Records contained in a dataset
++++++++++

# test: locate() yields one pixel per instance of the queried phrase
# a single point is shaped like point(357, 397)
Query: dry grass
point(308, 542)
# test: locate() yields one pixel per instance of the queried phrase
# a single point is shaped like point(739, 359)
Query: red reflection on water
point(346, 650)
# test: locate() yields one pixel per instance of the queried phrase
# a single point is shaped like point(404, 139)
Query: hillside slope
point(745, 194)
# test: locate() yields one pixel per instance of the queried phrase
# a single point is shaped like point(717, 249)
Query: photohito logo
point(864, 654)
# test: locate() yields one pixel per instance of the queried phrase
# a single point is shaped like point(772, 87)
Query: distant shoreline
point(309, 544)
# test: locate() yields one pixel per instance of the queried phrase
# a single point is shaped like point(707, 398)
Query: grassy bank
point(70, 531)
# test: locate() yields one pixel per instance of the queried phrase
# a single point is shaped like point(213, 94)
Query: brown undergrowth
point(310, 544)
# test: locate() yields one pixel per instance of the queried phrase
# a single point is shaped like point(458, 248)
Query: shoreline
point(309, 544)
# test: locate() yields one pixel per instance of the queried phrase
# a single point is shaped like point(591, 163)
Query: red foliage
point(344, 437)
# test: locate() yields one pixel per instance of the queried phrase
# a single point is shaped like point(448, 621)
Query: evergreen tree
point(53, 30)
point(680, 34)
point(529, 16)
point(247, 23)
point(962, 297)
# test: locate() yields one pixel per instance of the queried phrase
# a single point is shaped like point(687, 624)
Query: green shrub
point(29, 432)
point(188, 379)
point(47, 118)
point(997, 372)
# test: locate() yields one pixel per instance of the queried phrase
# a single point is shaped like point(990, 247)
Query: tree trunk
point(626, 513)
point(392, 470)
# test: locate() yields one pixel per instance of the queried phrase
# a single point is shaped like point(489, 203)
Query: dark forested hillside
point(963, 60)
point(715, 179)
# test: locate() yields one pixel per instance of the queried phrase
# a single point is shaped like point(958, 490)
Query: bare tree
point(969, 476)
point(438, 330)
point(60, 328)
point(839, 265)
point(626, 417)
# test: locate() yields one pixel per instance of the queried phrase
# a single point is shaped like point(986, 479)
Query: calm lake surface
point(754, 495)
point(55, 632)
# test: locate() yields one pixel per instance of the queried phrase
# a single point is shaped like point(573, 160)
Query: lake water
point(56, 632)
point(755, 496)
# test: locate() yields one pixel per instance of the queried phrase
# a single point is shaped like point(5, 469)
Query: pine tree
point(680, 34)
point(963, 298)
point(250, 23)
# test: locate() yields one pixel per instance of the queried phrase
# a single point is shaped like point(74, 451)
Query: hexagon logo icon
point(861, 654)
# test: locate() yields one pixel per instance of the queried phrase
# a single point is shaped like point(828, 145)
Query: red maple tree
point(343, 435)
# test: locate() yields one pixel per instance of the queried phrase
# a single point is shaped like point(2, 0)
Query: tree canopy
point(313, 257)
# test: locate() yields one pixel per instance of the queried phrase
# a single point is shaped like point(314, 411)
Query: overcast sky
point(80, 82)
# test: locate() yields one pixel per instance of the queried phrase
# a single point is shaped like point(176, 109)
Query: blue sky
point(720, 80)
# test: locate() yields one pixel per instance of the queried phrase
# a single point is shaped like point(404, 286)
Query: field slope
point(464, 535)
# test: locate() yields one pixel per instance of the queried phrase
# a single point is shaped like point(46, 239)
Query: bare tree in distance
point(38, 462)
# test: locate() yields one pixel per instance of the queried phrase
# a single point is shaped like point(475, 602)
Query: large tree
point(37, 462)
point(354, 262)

++++++++++

**Written instruction:** Repeat the records above in full, character for character.

**Right answer:**
# test: locate() yields one pixel per instance of the queried phrase
# a single point is shaped like point(357, 397)
Query: dry grass
point(308, 542)
# test: locate() yields one pixel per instance of the queried phrase
# a single point is shaped like point(739, 359)
Query: red reflection on water
point(346, 650)
# test: locate() yields one pixel per instance of the queried phrase
# a single point is shaped like point(404, 139)
Query: hillside slope
point(745, 194)
# test: locate() yields one pixel per instance of the queried phrase
# a single point is shaped like point(717, 249)
Query: photohito logo
point(864, 654)
# test: locate() yields one pixel per instance of the queried phrase
# a single point is shaped like point(772, 87)
Query: distant shoreline
point(309, 544)
# test: locate() yields one pixel per instance of the queried phrase
# a single point is shaped like point(707, 398)
Query: grassy bank
point(70, 531)
# test: locate() yields one pixel per instance of the queried phrase
# a single point is shaped like point(213, 94)
Query: brown undergrowth
point(310, 544)
# test: locate() yields one pixel per instance of the queried phrase
# a single point is shaped like point(458, 248)
Query: shoreline
point(309, 544)
# test: locate() yields one pixel per instance of the queried phrase
# a single point is shaped like point(591, 163)
Query: red foliage
point(344, 437)
# test: locate() yields one pixel per instance of the queried phrase
# a single point is shaped like point(448, 621)
Query: evergreen tree
point(53, 30)
point(680, 34)
point(529, 16)
point(247, 23)
point(962, 297)
# test: locate() yields one pixel per instance of the queried phrase
# a single point is shaped like point(687, 624)
Query: green shrub
point(29, 432)
point(188, 379)
point(47, 118)
point(997, 372)
# test: locate() yields one pixel per instance of the queried phrase
# a single point is shaped like point(990, 247)
Query: tree trunk
point(626, 513)
point(392, 470)
# test: locate() yields one pixel per instance of the queried phrase
# a single point is shaped like point(489, 203)
Query: dark forested hillside
point(963, 60)
point(715, 179)
# test: locate() yields one pixel per instance of the queried phrase
# a single point is shaped like point(958, 490)
Query: bare tree
point(969, 476)
point(438, 330)
point(60, 328)
point(839, 265)
point(626, 417)
# test: locate() yields one pixel per instance of the queried phrase
# a single point is shaped like point(986, 479)
Query: calm lake surface
point(754, 495)
point(55, 632)
# test: locate() yields one pixel per instance of the queried phrase
# a single point is shaped like point(573, 160)
Query: lake water
point(56, 632)
point(755, 496)
# test: locate() yields one pixel per instance of the queried phrase
# a single point is shaped like point(5, 469)
Query: pine tree
point(680, 34)
point(963, 298)
point(250, 23)
# test: locate() yields one pixel per instance of the queried phrase
# a single point is shaped like point(74, 451)
Query: hexagon logo icon
point(861, 654)
# test: locate() yields one pixel per instance of the queried phrase
# a single point is shaped like point(828, 145)
Query: red maple tree
point(343, 435)
# test: locate() yields one pixel per instance of the queried phrase
# a single point is shaped like point(2, 0)
Query: tree canopy
point(313, 257)
# test: locate() yields one pixel per instance of the queried phrase
# a single point is shaped like point(314, 411)
Query: overcast sky
point(80, 82)
# test: locate() yields one pixel per instance of the queried phrase
# a single point is shaped like point(176, 109)
Query: blue sky
point(720, 80)
# test: locate() yields one pixel per instance of the queried phrase
# a single point is shaped like point(404, 286)
Query: field slope
point(464, 535)
# test: locate() yields one pixel per instance of the queried phrase
# a single point is shaped like point(46, 239)
Query: bare tree in distance
point(38, 462)
# test: locate() yields one pixel per instance of the queried phrase
# a single point is shaped like point(475, 602)
Query: large tree
point(37, 462)
point(354, 262)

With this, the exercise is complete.